### Work request 1
Decide whether each statement below agrees with the text on seismic wave attenuation in sedimentary basins, and answer yes or no with the deciding words of the text quoted exactly: (a) unconsolidated, high-porosity sediments lose more energy than lithified rocks; (b) temperature and burial diagenesis typically raise attenuation with depth; (c) scattering converts seismic energy to heat.
### Work request 2
Duplicate the part of the text on seismic wave attenuation in sedimentary basins starting at "Structural controls: geometry, heterogeneity, and" and ending at "exacerbated urban damage.".

### Extract provided

Seismic wave attenuation in sedimentary basins results from a mix of material behavior, basin geometry, and wave–structure interactions that together control how earthquake energy is absorbed, scattered, and trapped. Intrinsic absorption converts seismic energy to heat in the rock and sediment, while scattering redistributes energy among directions and frequencies. These processes determine shaking amplitude, duration, and frequency content at the surface and thus shape earthquake hazard.
Physical controls: material properties and fluids
The mineralogy, grain size, porosity, and degree of consolidation of basin fill strongly influence intrinsic attenuation. Unconsolidated, high-porosity sediments exhibit higher energy loss than lithified rocks because grain contacts and pore-scale friction dissipate energy more efficiently. Fluid saturation and the type of fluids present change attenuation through squirt-flow and Biot mechanisms that move fluid relative to the solid frame, so water- or hydrocarbon-saturated layers can raise attenuation at specific frequencies. Temperature and burial diagenesis reduce porosity and typically lower attenuation with depth. Peter M. Shearer, University of California San Diego, summarizes these controls and the frequency dependence of seismic Q in his textbook treatments of seismic wave propagation.
Structural controls: geometry, heterogeneity, and resonance
Basin geometry and lateral velocity contrasts create waveguiding and edge-reflection effects that can amplify and lengthen shaking. Thick sedimentary packages produce low-velocity zones that trap surface and guided waves, producing long-duration, low-frequency motion through constructive interference and resonance. Heterogeneities at many scales scatter energy, shifting it from coherent body waves into coda and surface-wave energy. Measurements and modeling by United States Geological Survey scientists document how basin-edge focusing and trapped waves produced dramatic amplification during historical earthquakes, notably the 1985 Mexico City event where basin effects exacerbated urban damage.
Consequences for society and environment include prolonged shaking that increases structural damage, greater hazard concentration in basin-hosted cities, and challenges for seismic design and emergency planning. Local cultural and territorial factors—historic settlement on river plains or nearby tectonic basins—mean that attenuation behavior directly connects geology to public safety. Understanding attenuation requires integrated field measurements, laboratory rock physics, and numerical modeling to resolve intrinsic versus scattering contributions and to improve ground-motion predictions for communities built atop sedimentary basins.

### Data extract
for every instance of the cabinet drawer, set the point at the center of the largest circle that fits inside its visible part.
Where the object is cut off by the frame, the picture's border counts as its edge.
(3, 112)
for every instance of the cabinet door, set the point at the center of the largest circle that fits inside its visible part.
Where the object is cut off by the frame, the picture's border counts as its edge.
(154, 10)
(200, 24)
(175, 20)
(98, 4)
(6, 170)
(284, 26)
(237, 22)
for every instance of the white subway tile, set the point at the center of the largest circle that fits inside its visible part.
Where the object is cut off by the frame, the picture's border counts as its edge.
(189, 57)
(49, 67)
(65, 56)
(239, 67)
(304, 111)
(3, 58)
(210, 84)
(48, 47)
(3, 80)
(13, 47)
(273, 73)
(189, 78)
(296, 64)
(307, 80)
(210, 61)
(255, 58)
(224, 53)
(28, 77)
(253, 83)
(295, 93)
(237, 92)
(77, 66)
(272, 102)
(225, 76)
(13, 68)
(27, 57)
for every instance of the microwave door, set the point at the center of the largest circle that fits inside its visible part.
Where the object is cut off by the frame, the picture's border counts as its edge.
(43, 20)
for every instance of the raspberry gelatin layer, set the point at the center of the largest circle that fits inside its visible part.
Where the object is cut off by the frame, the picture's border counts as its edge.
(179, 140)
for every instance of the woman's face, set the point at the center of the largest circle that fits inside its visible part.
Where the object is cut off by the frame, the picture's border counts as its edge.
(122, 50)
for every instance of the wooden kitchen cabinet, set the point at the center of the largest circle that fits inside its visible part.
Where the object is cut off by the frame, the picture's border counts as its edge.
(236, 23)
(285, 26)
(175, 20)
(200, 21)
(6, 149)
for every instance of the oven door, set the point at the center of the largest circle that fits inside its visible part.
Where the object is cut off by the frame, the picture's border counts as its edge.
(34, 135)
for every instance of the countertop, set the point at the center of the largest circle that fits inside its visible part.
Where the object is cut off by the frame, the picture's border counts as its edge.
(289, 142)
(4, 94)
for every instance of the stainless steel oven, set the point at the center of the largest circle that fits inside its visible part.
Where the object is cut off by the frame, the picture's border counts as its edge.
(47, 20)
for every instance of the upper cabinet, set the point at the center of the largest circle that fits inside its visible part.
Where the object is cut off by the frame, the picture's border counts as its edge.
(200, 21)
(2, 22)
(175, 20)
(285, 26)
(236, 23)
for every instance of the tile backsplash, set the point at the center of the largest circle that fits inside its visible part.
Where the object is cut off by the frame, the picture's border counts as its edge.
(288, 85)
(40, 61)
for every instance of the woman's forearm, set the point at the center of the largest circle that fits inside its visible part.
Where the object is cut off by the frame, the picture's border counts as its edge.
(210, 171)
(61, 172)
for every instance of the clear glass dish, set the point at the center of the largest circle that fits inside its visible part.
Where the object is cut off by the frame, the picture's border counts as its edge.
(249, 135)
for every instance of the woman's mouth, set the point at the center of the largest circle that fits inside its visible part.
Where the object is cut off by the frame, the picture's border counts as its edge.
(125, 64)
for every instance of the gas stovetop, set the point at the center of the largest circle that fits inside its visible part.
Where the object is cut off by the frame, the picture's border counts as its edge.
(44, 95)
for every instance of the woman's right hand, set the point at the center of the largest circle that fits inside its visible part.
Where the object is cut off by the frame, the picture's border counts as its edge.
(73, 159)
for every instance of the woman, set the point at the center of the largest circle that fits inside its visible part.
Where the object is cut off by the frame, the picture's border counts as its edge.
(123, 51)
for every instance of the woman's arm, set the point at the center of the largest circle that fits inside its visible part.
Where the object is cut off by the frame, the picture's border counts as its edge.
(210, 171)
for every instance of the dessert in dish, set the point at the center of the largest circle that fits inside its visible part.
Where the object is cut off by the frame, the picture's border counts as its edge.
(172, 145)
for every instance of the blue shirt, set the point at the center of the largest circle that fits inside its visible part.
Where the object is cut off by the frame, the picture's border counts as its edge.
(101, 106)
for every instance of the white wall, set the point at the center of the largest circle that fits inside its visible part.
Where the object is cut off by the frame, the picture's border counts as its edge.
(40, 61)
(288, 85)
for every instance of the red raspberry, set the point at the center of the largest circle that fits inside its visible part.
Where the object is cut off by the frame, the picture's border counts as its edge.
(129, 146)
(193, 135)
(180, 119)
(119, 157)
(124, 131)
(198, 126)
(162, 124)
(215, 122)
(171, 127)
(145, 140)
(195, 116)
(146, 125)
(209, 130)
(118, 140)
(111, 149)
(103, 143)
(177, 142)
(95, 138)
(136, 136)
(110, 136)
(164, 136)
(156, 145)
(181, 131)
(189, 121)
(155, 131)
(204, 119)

### Expected answer 1
(a) Yes: "Unconsolidated, high-porosity sediments exhibit higher energy loss than lithified rocks"
(b) No: "Temperature and burial diagenesis reduce porosity and typically lower attenuation with depth."
(c) No: "Intrinsic absorption converts seismic energy to heat in the rock and sediment, while scattering redistributes energy among directions and frequencies."

### Expected answer 2
Structural controls: geometry, heterogeneity, and resonance
Basin geometry and lateral velocity contrasts create waveguiding and edge-reflection effects that can amplify and lengthen shaking. Thick sedimentary packages produce low-velocity zones that trap surface and guided waves, producing long-duration, low-frequency motion through constructive interference and resonance. Heterogeneities at many scales scatter energy, shifting it from coherent body waves into coda and surface-wave energy. Measurements and modeling by United States Geological Survey scientists document how basin-edge focusing and trapped waves produced dramatic amplification during historical earthquakes, notably the 1985 Mexico City event where basin effects exacerbated urban damage.